→ **What is being asked**: In the article below on the Virginia 6th District debate, rewrite the passage starting at "By Calvin Pynn, contributor" and ending at "access to broadband.", changing "broadband" to "high-speed internet".

→ **Supplied text**:
By Calvin Pynn, contributor
Economic recovery from the pandemic was a major theme of Monday afternoon’s debate between Rep. Ben Cline (R) and Democratic challenger Nicholas Betts, running to represent Virginia’s 6th District in the U.S. House of Representatives.
Cline, elected to Congress in 2018 after 16 years as state legislator, is seeking a second term in the House. He highlighted his contributions to Congressional relief measures like the CARES Act, which delivered $1,200 stimulus payments to most adults. Because his office has worked with constituents whose payments were delayed because they didn’t file their taxes electronically, Cline said he plans to focus on expanding access to broadband.
“We recognize that it is an issue, and most notably for online medical assistance and tele-health initiatives, because most people can’t make it into their doctor’s offices,” Cline said.
Betts, a Roanoke law clerk who lives in Lexington and is running for public office for the first time, said the federal government’s response to date has been insufficient. He proposed a program that would help people apply for grants to cover back rent or mortgages. By helping businesses and people whose economic prospects have languished since the 2008 recession, he said, his plan would strengthen the entire economy.
“A capitalistic system like what we have needs a healthy consumer,” Betts said. “If we don’t have healthy consumption and get it back on track, then we will have further financial problems.”

→ **Dataset records**:
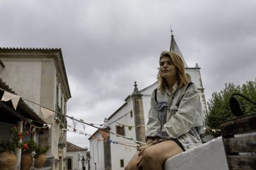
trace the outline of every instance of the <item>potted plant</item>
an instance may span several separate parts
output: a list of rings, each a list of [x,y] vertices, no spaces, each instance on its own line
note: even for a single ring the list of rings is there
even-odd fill
[[[0,139],[0,169],[16,169],[17,158],[13,152],[16,148],[20,148],[20,139],[28,132],[19,132],[17,127],[10,129],[11,137],[7,140]]]
[[[20,170],[29,170],[33,163],[32,152],[37,147],[36,143],[32,139],[22,144]]]
[[[44,167],[46,160],[45,153],[49,148],[49,146],[46,146],[45,147],[43,147],[40,145],[37,146],[35,149],[35,155],[34,155],[35,167],[41,168]]]

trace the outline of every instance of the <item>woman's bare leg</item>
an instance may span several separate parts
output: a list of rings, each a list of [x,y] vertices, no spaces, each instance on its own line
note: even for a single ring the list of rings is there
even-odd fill
[[[139,152],[138,152],[129,162],[128,164],[125,166],[125,170],[141,170],[142,168],[138,168],[137,166],[137,162],[140,157],[138,155]]]
[[[141,155],[143,169],[162,170],[165,160],[182,152],[179,145],[171,140],[164,141],[147,148]]]

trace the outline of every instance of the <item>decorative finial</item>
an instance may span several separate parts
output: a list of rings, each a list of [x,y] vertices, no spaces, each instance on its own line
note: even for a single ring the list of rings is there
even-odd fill
[[[109,124],[108,124],[108,119],[106,117],[104,120],[104,124],[103,124],[103,128],[108,128],[109,127]]]
[[[137,87],[137,82],[134,81],[134,89],[133,90],[133,93],[137,93],[139,91]]]
[[[172,31],[172,25],[171,25],[170,26],[171,26],[171,32],[172,32],[172,36],[173,36],[173,34],[172,34],[172,32],[173,32],[173,31]]]

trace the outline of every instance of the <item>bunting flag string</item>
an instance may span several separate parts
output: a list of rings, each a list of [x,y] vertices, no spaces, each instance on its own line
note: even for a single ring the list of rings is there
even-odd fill
[[[107,142],[108,142],[108,143],[113,143],[113,144],[120,144],[120,145],[125,145],[125,146],[129,146],[129,147],[133,147],[133,148],[140,148],[140,145],[136,145],[136,146],[132,146],[132,145],[127,145],[127,144],[126,144],[126,143],[122,143],[122,142],[118,142],[118,141],[112,141],[112,140],[110,140],[110,139],[108,139],[108,141],[107,141]]]
[[[136,125],[125,125],[125,124],[121,124],[121,123],[118,123],[118,122],[115,122],[115,123],[118,124],[118,125],[122,125],[122,126],[127,126],[127,127],[145,127],[145,125],[136,126]]]
[[[20,96],[17,96],[14,94],[8,92],[4,90],[4,94],[3,95],[1,101],[8,101],[10,100],[12,101],[12,105],[15,110],[17,109],[17,106],[18,106],[19,101],[20,99]]]
[[[72,117],[73,118],[73,117]],[[74,118],[72,120],[73,122],[74,129],[76,128],[76,125],[77,124],[78,122],[74,120]]]
[[[1,88],[0,88],[0,89],[4,90],[4,92],[7,92],[6,90],[4,90],[4,89],[1,89]],[[10,92],[8,92],[8,93],[10,93]],[[13,94],[12,94],[12,95],[13,95]],[[16,97],[15,99],[17,99],[17,96],[15,96],[15,97]],[[72,120],[76,120],[76,121],[77,121],[77,122],[80,122],[80,123],[82,123],[82,124],[86,124],[86,125],[90,125],[90,126],[93,127],[94,127],[94,128],[96,128],[96,129],[99,129],[99,130],[101,130],[102,131],[104,131],[104,132],[107,132],[107,133],[112,134],[114,134],[114,135],[116,135],[116,136],[120,136],[120,137],[122,137],[122,138],[124,138],[129,139],[129,140],[132,140],[132,141],[136,141],[136,142],[139,143],[141,143],[141,144],[143,144],[143,145],[146,145],[146,143],[143,143],[143,142],[141,142],[141,141],[137,141],[137,140],[135,140],[135,139],[132,139],[132,138],[131,138],[131,137],[127,137],[127,136],[122,136],[122,135],[120,135],[120,134],[114,133],[114,132],[113,132],[109,131],[106,130],[106,129],[102,129],[102,128],[100,128],[100,127],[98,127],[95,126],[95,125],[94,124],[93,124],[86,123],[86,122],[84,122],[81,121],[81,120],[80,120],[76,119],[76,118],[74,118],[72,117],[70,117],[70,116],[68,116],[68,115],[65,115],[65,114],[63,114],[63,113],[60,113],[60,112],[54,111],[54,110],[51,110],[51,109],[50,109],[50,108],[47,108],[47,107],[45,107],[45,106],[42,106],[42,105],[40,105],[40,104],[38,104],[38,103],[35,103],[35,102],[33,102],[33,101],[30,101],[30,100],[26,99],[23,98],[23,97],[20,97],[20,96],[19,96],[19,98],[21,98],[21,99],[24,99],[24,100],[25,100],[25,101],[28,101],[28,102],[30,102],[30,103],[33,103],[33,104],[36,104],[36,105],[38,105],[38,106],[40,106],[42,107],[42,108],[45,108],[45,109],[47,109],[47,110],[50,110],[50,111],[53,111],[54,113],[56,113],[59,114],[60,115],[61,115],[61,117],[65,117],[69,118],[72,119]],[[19,98],[19,97],[18,97],[18,98]],[[2,97],[2,99],[3,99],[3,97]],[[18,101],[18,102],[19,102],[19,101]],[[113,122],[117,121],[118,120],[119,120],[119,119],[120,119],[121,118],[124,117],[124,116],[125,116],[125,115],[127,115],[128,113],[129,113],[129,112],[125,113],[124,115],[123,115],[123,116],[122,116],[121,117],[117,118],[116,120],[113,121],[113,122],[112,122],[111,123],[110,123],[110,124],[112,124],[112,123],[113,123]],[[41,122],[41,123],[42,123],[42,122]]]

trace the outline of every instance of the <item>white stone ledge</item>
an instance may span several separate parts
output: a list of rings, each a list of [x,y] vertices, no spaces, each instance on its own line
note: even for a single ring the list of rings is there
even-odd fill
[[[221,137],[168,159],[165,170],[228,170]]]

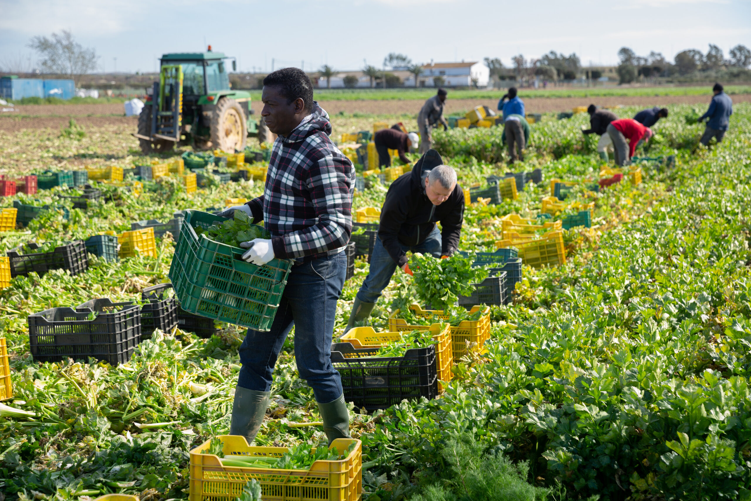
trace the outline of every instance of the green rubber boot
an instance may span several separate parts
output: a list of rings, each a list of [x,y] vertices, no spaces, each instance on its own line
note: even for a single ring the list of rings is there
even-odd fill
[[[349,439],[349,411],[344,402],[344,394],[333,402],[318,404],[318,412],[324,421],[324,433],[329,445],[336,439]]]
[[[270,391],[256,391],[235,386],[230,435],[244,436],[248,445],[251,445],[264,422],[266,409],[270,403]]]
[[[349,314],[349,321],[344,329],[344,333],[349,332],[349,330],[354,327],[355,322],[367,320],[376,307],[375,303],[363,303],[357,297],[354,298],[354,304],[352,305],[352,312]]]

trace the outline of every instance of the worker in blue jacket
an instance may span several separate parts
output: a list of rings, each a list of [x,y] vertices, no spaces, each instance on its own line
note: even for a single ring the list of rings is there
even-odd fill
[[[709,142],[713,137],[716,137],[718,143],[722,142],[730,123],[730,116],[733,114],[733,101],[725,93],[722,86],[715,83],[712,92],[714,93],[714,97],[709,104],[709,110],[700,116],[698,120],[701,123],[705,118],[709,119],[701,140],[701,144],[707,149]]]
[[[642,110],[634,115],[634,119],[644,127],[652,127],[661,118],[668,118],[668,108],[658,108],[656,106],[648,110]]]
[[[519,117],[526,115],[524,114],[524,101],[517,96],[516,87],[509,89],[508,93],[498,101],[498,110],[503,112],[503,131],[508,145],[508,163],[516,161],[517,149],[519,150],[519,159],[523,161],[526,143],[524,141],[524,129]]]

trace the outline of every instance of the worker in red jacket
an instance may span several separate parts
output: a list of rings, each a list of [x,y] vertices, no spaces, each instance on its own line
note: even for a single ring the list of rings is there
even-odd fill
[[[641,140],[646,143],[652,137],[651,128],[644,127],[631,118],[613,120],[608,124],[606,130],[613,140],[613,149],[615,150],[615,164],[619,167],[631,163],[631,157],[634,156],[637,143]],[[626,144],[626,140],[629,141],[628,144]]]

→ **Final answer**:
By Calvin Pynn, contributor
Economic recovery from the pandemic was a major theme of Monday afternoon’s debate between Rep. Ben Cline (R) and Democratic challenger Nicholas Betts, running to represent Virginia’s 6th District in the U.S. House of Representatives.
Cline, elected to Congress in 2018 after 16 years as state legislator, is seeking a second term in the House. He highlighted his contributions to Congressional relief measures like the CARES Act, which delivered $1,200 stimulus payments to most adults. Because his office has worked with constituents whose payments were delayed because they didn’t file their taxes electronically, Cline said he plans to focus on expanding access to high-speed internet.